- **SUPPLIED PASSAGE**:
-*-
In July 2022, the first 221 officers were deployed as BMA Border Guards at vulnerable segments of the border line, including the informal community crossing points. Its formal establishment and assumption of its status as an autonomous schedule 3 (A) public entity was conferred on 1 April 2023. This being one of the most important authorities, it was necessary for President Cyril Ramaphosa, as Commander-in-Chief of the South Africa’s armed forces to preside over the launch of the Border Management Authority.

Subsequent to that, and additional 400 BMA Border Guards including 50 Coast guards are being recruited to ensure that the entity is effective and efficient at all border posts.

In order to maintain the BMA integrity and based on the many corruption challenges that were faced in the past, section 13 of the BMA Act requires that all border management officials be fully vetted and regular lifestyle audits to be conducted.

To assist with technological support on Border Management operations, the Minister of Home Affairs, Dr Aaron Motsoaledi recently announced the issuing of the Request for Proposal to the market for the redesigning and redevelopment of our top six busiest ports of entry.

Regional Economic Integration

The primary intention is to ensure the realisation of regional economic integration in the SADC region, while facilitating the realisation of African Continental Free Trade Area.

The re-developed ports of entry will result in the efficient cross-border management of movement of people, goods and services, improved revenue collection and preventing harmful imports and exports.

The six earmarked ports of entry are:

Beitbridge – Zimbabwe
Lebombo – Mozambique
Maseru Bridge – Lesotho
Ficksburg – Lesotho
Kopfontein – Botswana
Oshoek – Eswatini

These ports were earmarked in order to address the congestion, based on being the largest and busiest by traffic volume.

The re-designing project is expected to create an estimated 38 000 jobs in areas around the six designated ports of entry.

The BMA is a vital link in our efforts to harness the benefits of the African Continental Free Trade Area. Despite serious challenges faced before, the BMA will provide a sustainable solution to the structural challenges of border security, control and coordination.

It is intended that this new approach will adapt and respond effectively to the challenges, threats and opportunities that exist in the Border environment whilst safe-guarding South Africa’s borders and meeting the country’s national, regional and global development responsibilities and human rights imperatives.
-*-
- **TASKS TO COMPLETE**:
1 - According to the passage on the Border Management Authority, why were the six listed ports of entry chosen for redevelopment?
2 - Reproduce from the records the lines that begin with the one containing "Label: dark trousers" and end with the one containing "[248,100,395,204]", with both of those lines included.

Detection examples:
-*-
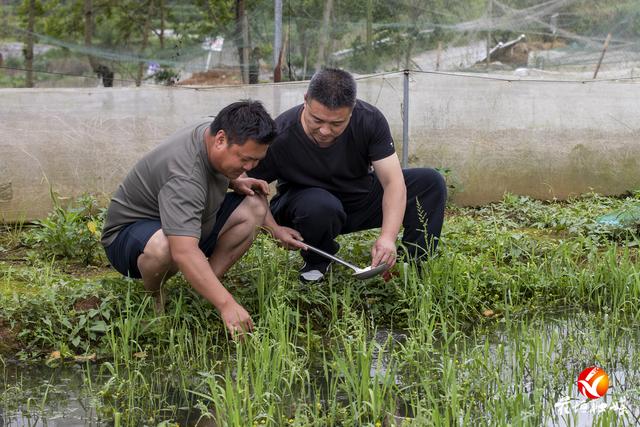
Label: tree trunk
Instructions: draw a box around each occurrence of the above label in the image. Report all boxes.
[136,0,153,86]
[158,0,165,49]
[84,0,100,72]
[24,0,36,87]
[315,0,333,71]
[366,0,374,72]
[236,0,250,84]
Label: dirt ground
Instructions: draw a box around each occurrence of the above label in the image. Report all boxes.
[176,68,242,86]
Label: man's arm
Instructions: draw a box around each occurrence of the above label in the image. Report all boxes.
[167,236,253,336]
[229,173,307,250]
[371,154,407,267]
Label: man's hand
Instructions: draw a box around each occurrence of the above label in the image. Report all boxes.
[220,299,253,340]
[269,225,307,250]
[229,175,269,196]
[371,237,397,268]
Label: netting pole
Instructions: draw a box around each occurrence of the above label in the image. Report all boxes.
[273,0,282,68]
[402,70,409,169]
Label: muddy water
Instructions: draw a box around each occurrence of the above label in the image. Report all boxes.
[0,313,640,427]
[0,363,101,427]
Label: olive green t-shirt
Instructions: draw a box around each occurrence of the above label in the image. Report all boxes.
[102,121,229,247]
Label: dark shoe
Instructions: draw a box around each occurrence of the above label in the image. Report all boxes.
[299,261,331,283]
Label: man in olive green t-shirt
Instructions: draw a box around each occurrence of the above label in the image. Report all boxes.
[102,101,302,335]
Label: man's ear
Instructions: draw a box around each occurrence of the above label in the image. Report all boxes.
[213,129,227,148]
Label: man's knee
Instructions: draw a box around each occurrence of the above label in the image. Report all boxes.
[141,230,173,268]
[237,195,268,226]
[405,168,447,203]
[295,191,346,221]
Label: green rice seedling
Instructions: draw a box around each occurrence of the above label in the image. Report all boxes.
[331,328,397,425]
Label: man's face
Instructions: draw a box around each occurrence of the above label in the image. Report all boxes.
[302,96,352,145]
[210,131,269,179]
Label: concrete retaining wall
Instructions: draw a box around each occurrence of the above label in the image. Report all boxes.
[0,74,640,221]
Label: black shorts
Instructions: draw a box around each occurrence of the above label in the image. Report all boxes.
[105,193,245,279]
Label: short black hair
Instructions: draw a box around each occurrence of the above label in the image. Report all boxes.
[209,99,277,145]
[307,68,356,110]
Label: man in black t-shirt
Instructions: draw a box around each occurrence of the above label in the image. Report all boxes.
[249,69,447,281]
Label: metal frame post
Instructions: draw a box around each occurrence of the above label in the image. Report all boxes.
[402,70,409,168]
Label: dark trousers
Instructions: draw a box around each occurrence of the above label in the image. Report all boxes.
[271,168,447,264]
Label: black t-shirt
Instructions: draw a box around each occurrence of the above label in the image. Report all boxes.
[248,100,395,204]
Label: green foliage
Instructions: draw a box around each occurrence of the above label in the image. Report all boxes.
[153,68,180,86]
[24,194,105,265]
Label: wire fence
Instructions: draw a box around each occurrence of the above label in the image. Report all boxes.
[0,0,640,87]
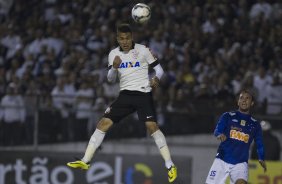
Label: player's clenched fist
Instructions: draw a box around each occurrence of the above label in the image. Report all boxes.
[217,134,226,142]
[113,56,121,69]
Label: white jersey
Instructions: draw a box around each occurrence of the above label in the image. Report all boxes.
[108,44,157,92]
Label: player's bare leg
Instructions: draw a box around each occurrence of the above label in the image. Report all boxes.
[146,121,177,182]
[235,179,247,184]
[67,118,113,170]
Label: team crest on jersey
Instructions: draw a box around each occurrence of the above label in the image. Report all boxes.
[240,120,246,126]
[119,61,140,68]
[132,50,139,59]
[229,112,236,116]
[105,107,111,114]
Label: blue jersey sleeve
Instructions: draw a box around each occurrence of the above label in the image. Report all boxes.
[214,112,229,137]
[254,125,264,160]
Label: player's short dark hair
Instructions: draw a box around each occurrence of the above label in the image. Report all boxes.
[239,88,256,102]
[117,23,132,33]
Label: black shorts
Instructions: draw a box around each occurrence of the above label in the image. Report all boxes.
[104,90,156,123]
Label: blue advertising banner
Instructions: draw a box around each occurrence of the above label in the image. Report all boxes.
[0,151,191,184]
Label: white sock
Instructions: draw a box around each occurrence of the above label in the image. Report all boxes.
[81,129,105,163]
[152,130,174,169]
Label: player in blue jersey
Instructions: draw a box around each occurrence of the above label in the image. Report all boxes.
[206,90,266,184]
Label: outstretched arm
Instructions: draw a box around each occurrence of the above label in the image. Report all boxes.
[254,125,267,172]
[150,64,164,88]
[214,113,228,142]
[107,56,121,82]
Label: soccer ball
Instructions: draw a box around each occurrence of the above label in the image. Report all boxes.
[131,3,151,24]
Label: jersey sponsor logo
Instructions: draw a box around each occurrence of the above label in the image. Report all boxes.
[230,130,250,143]
[229,112,236,116]
[251,117,257,122]
[119,61,140,68]
[240,120,246,126]
[105,107,111,114]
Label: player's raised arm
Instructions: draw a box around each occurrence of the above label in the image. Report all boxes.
[150,61,164,88]
[214,113,228,141]
[107,56,121,82]
[254,122,267,172]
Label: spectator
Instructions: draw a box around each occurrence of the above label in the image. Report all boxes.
[251,121,281,161]
[265,75,282,115]
[0,83,26,146]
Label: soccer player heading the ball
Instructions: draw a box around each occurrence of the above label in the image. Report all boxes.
[206,90,266,184]
[67,24,177,182]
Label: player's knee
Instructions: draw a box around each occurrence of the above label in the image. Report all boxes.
[235,179,247,184]
[146,121,159,135]
[97,118,113,132]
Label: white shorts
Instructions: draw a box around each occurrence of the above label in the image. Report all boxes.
[206,158,248,184]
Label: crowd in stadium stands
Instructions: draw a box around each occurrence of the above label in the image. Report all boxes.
[0,0,282,145]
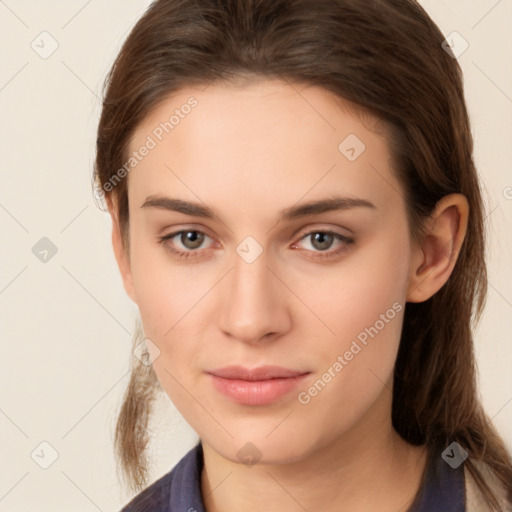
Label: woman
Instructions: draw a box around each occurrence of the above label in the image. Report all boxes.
[96,0,512,512]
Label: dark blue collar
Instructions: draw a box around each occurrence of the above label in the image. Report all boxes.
[121,443,466,512]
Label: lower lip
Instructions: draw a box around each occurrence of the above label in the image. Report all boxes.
[209,374,308,405]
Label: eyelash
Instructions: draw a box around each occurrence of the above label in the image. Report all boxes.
[158,229,354,259]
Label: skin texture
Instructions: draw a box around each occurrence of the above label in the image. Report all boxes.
[110,80,468,512]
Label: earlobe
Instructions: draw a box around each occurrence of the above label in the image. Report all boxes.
[107,199,137,303]
[406,194,469,302]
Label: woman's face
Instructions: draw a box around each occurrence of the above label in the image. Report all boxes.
[119,81,412,463]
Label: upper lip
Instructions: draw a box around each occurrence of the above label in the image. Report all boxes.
[207,366,309,380]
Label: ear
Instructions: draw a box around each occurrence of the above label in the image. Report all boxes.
[107,197,137,303]
[406,194,469,302]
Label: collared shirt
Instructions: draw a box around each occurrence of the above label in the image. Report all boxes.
[121,442,466,512]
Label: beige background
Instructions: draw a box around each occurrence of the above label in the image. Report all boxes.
[0,0,512,512]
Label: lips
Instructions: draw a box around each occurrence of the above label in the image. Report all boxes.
[207,366,310,405]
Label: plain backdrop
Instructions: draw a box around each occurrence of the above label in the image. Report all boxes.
[0,0,512,512]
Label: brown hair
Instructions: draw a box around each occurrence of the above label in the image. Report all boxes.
[95,0,512,510]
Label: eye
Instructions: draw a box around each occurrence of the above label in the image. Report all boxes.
[158,229,210,258]
[158,229,354,258]
[292,230,354,258]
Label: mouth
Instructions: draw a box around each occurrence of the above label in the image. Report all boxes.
[206,366,311,405]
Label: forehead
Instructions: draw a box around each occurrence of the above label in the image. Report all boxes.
[129,80,399,218]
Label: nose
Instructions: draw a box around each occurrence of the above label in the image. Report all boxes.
[218,247,291,344]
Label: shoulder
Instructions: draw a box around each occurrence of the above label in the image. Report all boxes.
[464,462,512,512]
[121,445,202,512]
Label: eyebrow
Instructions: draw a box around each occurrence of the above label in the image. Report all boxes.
[141,195,377,221]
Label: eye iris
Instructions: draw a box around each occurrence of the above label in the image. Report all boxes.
[181,231,204,249]
[312,233,333,250]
-*-
- **EXPECTED RESPONSES**:
1 - They were earmarked to address congestion, because they are the largest and busiest ports by traffic volume.

2 -
Label: dark trousers
Instructions: draw a box around each occurrence of the above label in the image. Report all boxes.
[271,168,447,264]
Label: black t-shirt
Instructions: draw a box around each occurrence of the above label in the image. Report all boxes.
[248,100,395,204]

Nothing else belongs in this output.